YOUR GOAL
State how many lines in the rows below contain the word "water", giving only the number.

PROVIDED MATERIAL
* START *

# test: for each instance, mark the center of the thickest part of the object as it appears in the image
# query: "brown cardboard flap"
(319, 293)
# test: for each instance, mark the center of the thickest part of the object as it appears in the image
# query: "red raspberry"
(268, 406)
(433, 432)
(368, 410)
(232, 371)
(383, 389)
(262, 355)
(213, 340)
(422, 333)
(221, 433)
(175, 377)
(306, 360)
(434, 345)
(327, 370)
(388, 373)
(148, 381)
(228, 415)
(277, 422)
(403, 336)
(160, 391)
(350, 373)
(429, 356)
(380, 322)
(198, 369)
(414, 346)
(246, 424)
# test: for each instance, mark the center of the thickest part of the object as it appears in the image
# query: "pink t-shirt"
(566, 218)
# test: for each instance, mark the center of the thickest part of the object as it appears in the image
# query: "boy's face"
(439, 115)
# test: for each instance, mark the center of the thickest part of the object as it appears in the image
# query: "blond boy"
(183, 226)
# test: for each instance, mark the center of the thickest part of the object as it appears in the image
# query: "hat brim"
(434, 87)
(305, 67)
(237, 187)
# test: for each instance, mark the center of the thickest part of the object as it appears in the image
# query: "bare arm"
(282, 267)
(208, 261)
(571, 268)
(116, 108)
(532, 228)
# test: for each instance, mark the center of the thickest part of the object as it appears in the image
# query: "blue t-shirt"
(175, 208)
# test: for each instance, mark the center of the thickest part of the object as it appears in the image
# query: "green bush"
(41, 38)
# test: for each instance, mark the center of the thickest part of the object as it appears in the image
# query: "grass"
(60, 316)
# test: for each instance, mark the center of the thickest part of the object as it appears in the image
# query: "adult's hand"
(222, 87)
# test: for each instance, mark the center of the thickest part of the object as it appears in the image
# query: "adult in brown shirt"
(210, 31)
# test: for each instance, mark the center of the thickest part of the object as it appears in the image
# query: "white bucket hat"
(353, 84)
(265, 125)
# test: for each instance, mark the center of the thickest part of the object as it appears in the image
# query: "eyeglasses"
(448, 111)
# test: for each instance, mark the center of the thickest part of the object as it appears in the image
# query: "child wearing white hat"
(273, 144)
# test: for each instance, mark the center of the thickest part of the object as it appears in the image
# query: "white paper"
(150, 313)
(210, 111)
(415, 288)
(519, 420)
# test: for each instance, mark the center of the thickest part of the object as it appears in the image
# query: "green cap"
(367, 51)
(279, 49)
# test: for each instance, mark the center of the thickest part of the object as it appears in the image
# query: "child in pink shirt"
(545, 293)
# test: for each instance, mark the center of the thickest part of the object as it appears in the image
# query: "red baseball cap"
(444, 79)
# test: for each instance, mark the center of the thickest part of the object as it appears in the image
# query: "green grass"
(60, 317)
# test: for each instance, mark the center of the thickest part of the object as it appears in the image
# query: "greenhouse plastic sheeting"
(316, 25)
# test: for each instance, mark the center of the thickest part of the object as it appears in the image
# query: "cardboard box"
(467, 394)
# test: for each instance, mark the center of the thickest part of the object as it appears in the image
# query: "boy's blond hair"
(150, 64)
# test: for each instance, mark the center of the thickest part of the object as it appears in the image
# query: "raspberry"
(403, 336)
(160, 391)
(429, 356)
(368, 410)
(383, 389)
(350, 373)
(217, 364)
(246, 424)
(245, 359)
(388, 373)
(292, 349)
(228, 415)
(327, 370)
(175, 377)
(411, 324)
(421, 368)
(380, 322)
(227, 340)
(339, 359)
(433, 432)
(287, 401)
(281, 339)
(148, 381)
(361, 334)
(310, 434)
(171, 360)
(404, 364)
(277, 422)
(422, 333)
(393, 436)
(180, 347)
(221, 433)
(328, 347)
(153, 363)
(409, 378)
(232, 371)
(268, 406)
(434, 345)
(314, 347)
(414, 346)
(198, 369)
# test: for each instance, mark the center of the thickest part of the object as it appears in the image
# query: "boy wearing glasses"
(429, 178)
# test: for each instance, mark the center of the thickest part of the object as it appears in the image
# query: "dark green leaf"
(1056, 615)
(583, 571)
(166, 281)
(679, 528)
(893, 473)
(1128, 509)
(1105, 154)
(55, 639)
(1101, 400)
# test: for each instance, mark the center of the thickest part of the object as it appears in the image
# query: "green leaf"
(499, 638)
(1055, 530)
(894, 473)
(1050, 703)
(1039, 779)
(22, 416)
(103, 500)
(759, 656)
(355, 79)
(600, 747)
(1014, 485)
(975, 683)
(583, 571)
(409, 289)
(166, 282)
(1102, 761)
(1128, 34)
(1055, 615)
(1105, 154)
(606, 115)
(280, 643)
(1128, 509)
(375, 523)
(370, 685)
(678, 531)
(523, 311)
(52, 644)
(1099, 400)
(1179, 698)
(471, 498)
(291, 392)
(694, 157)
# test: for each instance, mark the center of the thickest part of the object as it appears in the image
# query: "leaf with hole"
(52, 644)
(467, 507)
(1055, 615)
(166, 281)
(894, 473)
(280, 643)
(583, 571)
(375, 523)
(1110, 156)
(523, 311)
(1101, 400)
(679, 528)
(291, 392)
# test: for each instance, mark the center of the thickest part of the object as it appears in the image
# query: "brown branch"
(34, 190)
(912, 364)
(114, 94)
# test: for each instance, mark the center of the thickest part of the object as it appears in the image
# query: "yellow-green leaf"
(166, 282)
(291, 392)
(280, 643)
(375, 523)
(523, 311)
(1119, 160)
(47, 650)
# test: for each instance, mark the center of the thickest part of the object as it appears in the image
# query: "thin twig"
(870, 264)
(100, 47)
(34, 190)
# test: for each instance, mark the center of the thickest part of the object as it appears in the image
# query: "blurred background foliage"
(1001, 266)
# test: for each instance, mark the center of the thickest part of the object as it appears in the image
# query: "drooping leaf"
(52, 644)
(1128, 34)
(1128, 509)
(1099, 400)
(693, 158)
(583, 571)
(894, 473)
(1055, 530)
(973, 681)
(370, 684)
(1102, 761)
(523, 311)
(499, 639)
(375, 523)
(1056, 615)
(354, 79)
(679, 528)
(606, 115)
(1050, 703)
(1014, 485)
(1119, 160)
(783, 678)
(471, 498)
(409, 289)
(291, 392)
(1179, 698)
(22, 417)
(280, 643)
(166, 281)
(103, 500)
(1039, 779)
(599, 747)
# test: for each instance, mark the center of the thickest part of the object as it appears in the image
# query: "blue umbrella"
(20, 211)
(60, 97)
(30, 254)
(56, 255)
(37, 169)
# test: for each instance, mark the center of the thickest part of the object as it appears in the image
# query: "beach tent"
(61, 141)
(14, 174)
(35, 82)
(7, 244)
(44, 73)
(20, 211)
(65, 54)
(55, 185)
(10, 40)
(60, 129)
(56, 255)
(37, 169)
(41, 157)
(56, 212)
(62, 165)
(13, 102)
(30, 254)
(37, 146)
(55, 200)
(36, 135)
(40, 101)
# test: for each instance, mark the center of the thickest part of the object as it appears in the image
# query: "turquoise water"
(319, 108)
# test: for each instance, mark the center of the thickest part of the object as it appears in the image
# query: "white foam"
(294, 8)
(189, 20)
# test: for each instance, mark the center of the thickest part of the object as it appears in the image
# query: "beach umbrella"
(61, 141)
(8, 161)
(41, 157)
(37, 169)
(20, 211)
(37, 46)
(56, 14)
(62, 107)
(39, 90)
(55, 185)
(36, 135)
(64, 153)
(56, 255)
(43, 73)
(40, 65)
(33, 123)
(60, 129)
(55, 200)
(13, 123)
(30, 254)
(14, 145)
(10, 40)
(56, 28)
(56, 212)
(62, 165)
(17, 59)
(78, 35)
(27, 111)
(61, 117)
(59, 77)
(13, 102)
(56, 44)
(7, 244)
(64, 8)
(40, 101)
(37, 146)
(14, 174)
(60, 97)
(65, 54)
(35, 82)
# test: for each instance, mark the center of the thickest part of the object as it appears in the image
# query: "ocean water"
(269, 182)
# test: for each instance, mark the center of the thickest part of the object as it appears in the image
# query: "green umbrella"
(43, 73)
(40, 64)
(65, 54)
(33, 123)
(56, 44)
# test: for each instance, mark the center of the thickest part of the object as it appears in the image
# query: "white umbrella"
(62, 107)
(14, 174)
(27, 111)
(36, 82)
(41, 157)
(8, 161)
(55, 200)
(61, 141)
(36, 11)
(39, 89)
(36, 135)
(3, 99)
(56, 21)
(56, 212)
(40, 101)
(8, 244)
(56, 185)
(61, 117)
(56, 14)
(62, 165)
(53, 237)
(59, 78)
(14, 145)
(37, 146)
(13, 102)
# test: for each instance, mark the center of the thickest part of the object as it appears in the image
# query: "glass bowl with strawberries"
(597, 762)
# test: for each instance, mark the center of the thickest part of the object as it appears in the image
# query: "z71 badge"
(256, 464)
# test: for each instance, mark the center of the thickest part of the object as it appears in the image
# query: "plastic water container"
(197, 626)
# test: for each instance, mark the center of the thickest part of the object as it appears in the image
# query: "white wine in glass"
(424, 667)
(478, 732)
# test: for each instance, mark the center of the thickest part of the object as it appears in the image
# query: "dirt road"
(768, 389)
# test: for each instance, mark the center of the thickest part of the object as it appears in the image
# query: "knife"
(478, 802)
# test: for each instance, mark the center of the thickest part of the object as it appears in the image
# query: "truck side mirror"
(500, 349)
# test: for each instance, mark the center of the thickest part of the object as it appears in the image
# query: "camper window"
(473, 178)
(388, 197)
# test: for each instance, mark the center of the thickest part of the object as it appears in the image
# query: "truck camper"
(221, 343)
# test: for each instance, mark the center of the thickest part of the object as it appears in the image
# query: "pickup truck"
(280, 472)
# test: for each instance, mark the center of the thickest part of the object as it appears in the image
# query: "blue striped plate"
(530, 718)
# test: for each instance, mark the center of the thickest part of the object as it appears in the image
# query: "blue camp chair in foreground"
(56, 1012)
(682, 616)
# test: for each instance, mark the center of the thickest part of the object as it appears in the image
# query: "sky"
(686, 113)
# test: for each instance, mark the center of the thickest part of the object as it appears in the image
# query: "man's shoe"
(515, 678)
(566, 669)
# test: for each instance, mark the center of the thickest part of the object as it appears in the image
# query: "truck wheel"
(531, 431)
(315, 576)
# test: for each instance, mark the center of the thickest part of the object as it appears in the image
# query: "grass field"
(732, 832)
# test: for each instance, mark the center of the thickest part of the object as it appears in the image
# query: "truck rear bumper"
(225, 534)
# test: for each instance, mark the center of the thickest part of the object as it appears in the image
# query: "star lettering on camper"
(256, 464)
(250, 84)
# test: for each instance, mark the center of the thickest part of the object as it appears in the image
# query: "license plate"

* END *

WORKED ANSWER
3